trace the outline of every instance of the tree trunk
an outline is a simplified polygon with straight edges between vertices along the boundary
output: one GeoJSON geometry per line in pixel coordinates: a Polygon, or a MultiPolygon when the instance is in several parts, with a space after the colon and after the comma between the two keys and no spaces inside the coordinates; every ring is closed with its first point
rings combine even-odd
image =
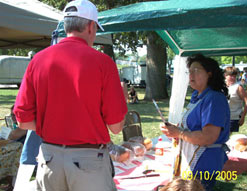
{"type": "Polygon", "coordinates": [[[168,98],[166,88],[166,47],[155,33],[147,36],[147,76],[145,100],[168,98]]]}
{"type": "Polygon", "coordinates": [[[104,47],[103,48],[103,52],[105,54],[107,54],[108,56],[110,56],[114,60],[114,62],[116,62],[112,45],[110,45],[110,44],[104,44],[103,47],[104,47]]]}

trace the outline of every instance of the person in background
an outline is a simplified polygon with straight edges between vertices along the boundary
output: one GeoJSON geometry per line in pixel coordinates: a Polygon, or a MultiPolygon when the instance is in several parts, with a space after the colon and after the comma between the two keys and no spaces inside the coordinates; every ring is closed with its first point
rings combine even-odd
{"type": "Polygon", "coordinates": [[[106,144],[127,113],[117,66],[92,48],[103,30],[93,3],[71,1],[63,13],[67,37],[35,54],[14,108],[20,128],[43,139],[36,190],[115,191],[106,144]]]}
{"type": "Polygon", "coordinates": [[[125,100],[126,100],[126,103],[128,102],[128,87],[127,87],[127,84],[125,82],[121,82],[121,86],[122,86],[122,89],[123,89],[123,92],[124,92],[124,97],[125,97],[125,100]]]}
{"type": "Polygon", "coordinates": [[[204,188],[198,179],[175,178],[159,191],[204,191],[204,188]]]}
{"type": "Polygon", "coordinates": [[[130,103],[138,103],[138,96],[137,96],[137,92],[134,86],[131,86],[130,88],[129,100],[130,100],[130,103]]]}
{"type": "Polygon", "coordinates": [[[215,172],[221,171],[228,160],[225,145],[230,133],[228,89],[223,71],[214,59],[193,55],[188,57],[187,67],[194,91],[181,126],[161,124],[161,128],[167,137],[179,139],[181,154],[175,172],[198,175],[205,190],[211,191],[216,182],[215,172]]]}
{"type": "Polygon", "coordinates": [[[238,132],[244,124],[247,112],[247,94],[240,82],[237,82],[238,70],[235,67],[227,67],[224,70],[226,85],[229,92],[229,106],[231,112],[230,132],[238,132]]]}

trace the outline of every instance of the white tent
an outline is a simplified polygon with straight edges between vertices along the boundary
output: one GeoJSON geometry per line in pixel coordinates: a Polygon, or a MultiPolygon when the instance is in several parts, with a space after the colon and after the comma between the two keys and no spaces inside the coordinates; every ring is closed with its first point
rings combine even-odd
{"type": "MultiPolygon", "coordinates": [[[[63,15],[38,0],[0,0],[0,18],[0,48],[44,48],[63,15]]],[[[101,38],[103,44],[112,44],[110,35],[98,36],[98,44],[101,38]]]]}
—————
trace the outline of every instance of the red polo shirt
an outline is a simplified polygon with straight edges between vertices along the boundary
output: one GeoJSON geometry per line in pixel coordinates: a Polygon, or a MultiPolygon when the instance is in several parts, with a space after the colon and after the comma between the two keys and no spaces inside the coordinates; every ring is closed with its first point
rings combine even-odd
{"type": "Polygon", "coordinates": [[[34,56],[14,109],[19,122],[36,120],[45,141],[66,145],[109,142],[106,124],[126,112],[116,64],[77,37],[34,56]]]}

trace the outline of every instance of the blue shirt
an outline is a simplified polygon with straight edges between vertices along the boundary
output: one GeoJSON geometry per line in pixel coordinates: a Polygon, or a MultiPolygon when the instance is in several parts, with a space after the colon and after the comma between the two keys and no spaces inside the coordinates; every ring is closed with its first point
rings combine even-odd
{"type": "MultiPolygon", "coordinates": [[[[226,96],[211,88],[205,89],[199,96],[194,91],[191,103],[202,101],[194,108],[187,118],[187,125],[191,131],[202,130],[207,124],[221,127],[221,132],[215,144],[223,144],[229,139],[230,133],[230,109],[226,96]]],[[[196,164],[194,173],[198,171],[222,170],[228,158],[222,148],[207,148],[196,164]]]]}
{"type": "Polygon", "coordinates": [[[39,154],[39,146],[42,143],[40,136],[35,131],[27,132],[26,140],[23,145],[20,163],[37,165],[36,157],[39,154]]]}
—————
Requirement
Count the lines in the entries above that contain the word "shirt". Reply with the number only.

Worked solution
2